*WORK ORDER*
What you return should match the data exactly, from the first line to the last.

[Opening THE RECORDS section]

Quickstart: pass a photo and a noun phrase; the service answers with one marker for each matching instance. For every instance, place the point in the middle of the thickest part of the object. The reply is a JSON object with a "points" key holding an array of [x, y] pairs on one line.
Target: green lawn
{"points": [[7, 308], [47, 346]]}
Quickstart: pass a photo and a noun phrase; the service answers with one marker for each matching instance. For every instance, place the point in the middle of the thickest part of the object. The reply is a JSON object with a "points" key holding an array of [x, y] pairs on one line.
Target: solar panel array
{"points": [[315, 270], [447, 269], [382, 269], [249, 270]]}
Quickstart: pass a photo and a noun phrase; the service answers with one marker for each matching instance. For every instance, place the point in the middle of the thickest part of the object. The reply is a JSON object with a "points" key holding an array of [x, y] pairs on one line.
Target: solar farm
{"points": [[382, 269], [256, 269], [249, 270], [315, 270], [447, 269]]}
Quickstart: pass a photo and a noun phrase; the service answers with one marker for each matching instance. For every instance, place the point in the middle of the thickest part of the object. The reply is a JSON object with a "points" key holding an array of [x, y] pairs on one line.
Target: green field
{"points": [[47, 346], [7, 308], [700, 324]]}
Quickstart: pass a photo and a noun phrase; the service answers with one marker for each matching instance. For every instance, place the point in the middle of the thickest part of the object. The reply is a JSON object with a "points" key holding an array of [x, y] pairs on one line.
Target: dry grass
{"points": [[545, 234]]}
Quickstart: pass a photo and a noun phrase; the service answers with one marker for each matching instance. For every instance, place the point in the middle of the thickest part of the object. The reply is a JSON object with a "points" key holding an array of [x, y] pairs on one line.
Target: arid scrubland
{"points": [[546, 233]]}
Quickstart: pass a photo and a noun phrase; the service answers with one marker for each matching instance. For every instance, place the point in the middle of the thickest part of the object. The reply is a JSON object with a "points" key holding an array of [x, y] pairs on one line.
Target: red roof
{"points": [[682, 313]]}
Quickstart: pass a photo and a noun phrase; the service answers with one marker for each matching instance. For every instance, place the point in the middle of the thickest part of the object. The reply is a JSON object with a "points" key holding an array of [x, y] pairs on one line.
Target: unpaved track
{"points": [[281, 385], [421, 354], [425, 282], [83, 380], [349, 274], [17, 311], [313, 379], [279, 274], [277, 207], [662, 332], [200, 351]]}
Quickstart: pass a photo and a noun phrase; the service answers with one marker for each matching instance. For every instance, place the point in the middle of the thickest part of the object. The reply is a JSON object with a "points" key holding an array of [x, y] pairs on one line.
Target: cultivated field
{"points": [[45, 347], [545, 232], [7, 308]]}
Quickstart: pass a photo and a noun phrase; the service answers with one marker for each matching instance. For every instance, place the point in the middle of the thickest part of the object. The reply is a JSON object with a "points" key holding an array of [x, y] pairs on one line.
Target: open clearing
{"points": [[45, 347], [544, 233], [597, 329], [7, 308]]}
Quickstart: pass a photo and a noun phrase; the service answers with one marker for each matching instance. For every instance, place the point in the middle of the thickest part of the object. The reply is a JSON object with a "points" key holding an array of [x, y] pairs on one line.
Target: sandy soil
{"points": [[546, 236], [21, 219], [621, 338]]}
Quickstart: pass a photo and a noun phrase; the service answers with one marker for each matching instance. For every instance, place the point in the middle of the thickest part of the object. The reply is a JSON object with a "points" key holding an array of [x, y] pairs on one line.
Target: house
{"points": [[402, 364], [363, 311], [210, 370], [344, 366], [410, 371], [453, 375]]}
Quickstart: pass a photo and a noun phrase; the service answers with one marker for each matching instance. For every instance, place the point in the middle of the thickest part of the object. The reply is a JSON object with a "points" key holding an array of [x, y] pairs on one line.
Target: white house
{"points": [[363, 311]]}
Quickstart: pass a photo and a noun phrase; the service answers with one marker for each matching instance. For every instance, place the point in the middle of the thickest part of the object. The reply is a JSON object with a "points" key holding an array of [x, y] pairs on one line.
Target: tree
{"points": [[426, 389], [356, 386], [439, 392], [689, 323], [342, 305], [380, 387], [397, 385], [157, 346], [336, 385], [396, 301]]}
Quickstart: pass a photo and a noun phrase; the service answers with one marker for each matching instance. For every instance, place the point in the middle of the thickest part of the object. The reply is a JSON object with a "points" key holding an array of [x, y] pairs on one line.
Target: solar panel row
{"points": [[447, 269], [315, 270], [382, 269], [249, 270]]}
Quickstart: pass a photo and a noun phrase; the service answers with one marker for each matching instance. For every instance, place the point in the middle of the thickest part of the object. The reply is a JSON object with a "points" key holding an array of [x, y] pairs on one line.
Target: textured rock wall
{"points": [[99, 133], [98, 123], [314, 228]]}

[Closing THE RECORDS section]

*TASK RESPONSE*
Quickstart: pass a photo and a noun phrase; the service answers with one marker for each matching instance. For every instance, place the point in the middle of the thickest part of the object. The reply is a JSON object with a "points" key holding an array of [x, y] pairs on one line.
Target: green lawn
{"points": [[7, 308], [47, 346]]}
Quickstart: pass a photo and a noun phrase; the service answers with one marker for each matching instance. For every instance, place the point in the middle of the thickest part of the object. The reply is a JSON object with a "points" key holding an array of [x, y] pairs on one line.
Target: solar panel array
{"points": [[315, 270], [447, 269], [382, 269], [249, 270]]}
Quickstart: pass a photo and a noun phrase; the service answers with one marker for each matching instance. For every instance, place the point in the middle of the thickest part of the object. The reply is a JSON object with a "points" key holding an array of [x, y] pairs on one line.
Target: solar farm
{"points": [[382, 269], [256, 269], [249, 270], [315, 270], [447, 269]]}
Quickstart: pass a photo and a noun phrase; the service answers with one marker for each matching instance. For every instance, place the point in the middle of the thickest part of the object. The reply is a JSON object with a "points" key holding an array of [x, y] pairs on one line.
Target: green field
{"points": [[47, 346], [7, 308], [700, 324]]}
Quickstart: pass a photo and a noun phrase; the service answers with one marker for each matching instance. For every instance, place the point in the middle of the thickest part of the object. The reply is a JSON object with a "points" key holding an array of [x, y] pairs on one line.
Target: dry grass
{"points": [[545, 234]]}
Quickstart: pass a photo and a noun phrase; the service answers with one marker for each matching instance. For every instance, place the point in the middle of the thickest part of the object. The reply is a JSON object with a "points" key holding an array of [x, y] pairs on one line.
Target: arid scrubland
{"points": [[546, 233]]}
Quickstart: pass a photo and a noun phrase; the service answers with one marker for each matching instance. For every instance, place the point in the middle of the thickest part of the object. The reply is a JSON object with a "points" key holding an array of [x, y] pairs on one line.
Target: red roof
{"points": [[682, 313]]}
Quickstart: pass a photo and a noun phrase; the service answers with one marker for each matching instance. For every instance, place the point in the middle of the thickest part of the object. The reply is a JSON object with a "points" key holding an array of [x, y] pairs on one line.
Target: unpaved track
{"points": [[281, 385], [421, 354], [425, 282], [83, 380], [349, 274], [17, 311], [313, 379], [279, 274], [277, 207], [662, 332], [200, 351]]}
Quickstart: pass a photo and a noun phrase; the service answers with one marker for each matching instance. For every instance, place the point in the middle of the thickest part of the object. The reply is a JSON object with a "points" key holding an array of [x, y] pairs on one line.
Target: cultivated field
{"points": [[45, 347], [545, 232], [7, 308]]}
Quickstart: pass a photo and a noun phrase; the service answers with one marker for each matching instance. For every instance, place the point in the middle of the thickest part of the object. The reply is a JSON object with a "points" key holding an array of [x, y] pairs on one line.
Target: open clearing
{"points": [[45, 347], [544, 233], [597, 329], [7, 308]]}
Quickstart: pass a photo and a noun phrase; the service answers with one marker for each matching instance. For every instance, place the point in the middle of the thickest part of the object. The reply is a JSON object with a "points" key holding an array of [x, y] pairs on one line.
Target: sandy soil
{"points": [[546, 236], [21, 219], [621, 338]]}
Quickstart: pass a photo and a noun phrase; the service answers with one marker for each matching instance. For every instance, place the point in the middle of the thickest part of the object. The reply is a JSON object with a "points" key holding an array of [x, y] pairs on one line.
Target: house
{"points": [[402, 364], [363, 311], [210, 370], [344, 366], [410, 371], [453, 375]]}
Quickstart: pass a photo and a noun phrase; the service answers with one marker for each matching instance. For every instance, place the point in the middle of the thickest part of the object. The reply is a JSON object with a "points" key holding an array of [x, y] pairs on one line.
Target: white house
{"points": [[363, 311]]}
Quickstart: pass a photo and a noun phrase; the service answers with one marker for each matching instance. For every instance, place the point in the middle of the thickest part of the object. The reply is a JSON object with a "points" key holding an array of [x, y] pairs on one line.
Target: tree
{"points": [[426, 389], [356, 386], [439, 392], [689, 323], [342, 305], [380, 387], [397, 385], [157, 346], [336, 385], [396, 301]]}
Quickstart: pass a photo and a noun phrase; the service answers with one marker for each matching instance. For every instance, place the point in the middle of the thickest part of the object. The reply is a JSON object with a "points" key holding an array of [x, y] pairs on one line.
Target: solar panel row
{"points": [[447, 269], [315, 270], [382, 269], [249, 270]]}
Quickstart: pass a photo and a noun phrase; the service answers with one marker for each matching instance. For every instance, place the point in the middle of the thickest part of the object. The reply is a JSON object with a "points" key holding an array of [x, y] pairs on one line.
Target: textured rock wall
{"points": [[99, 133], [98, 123], [314, 228]]}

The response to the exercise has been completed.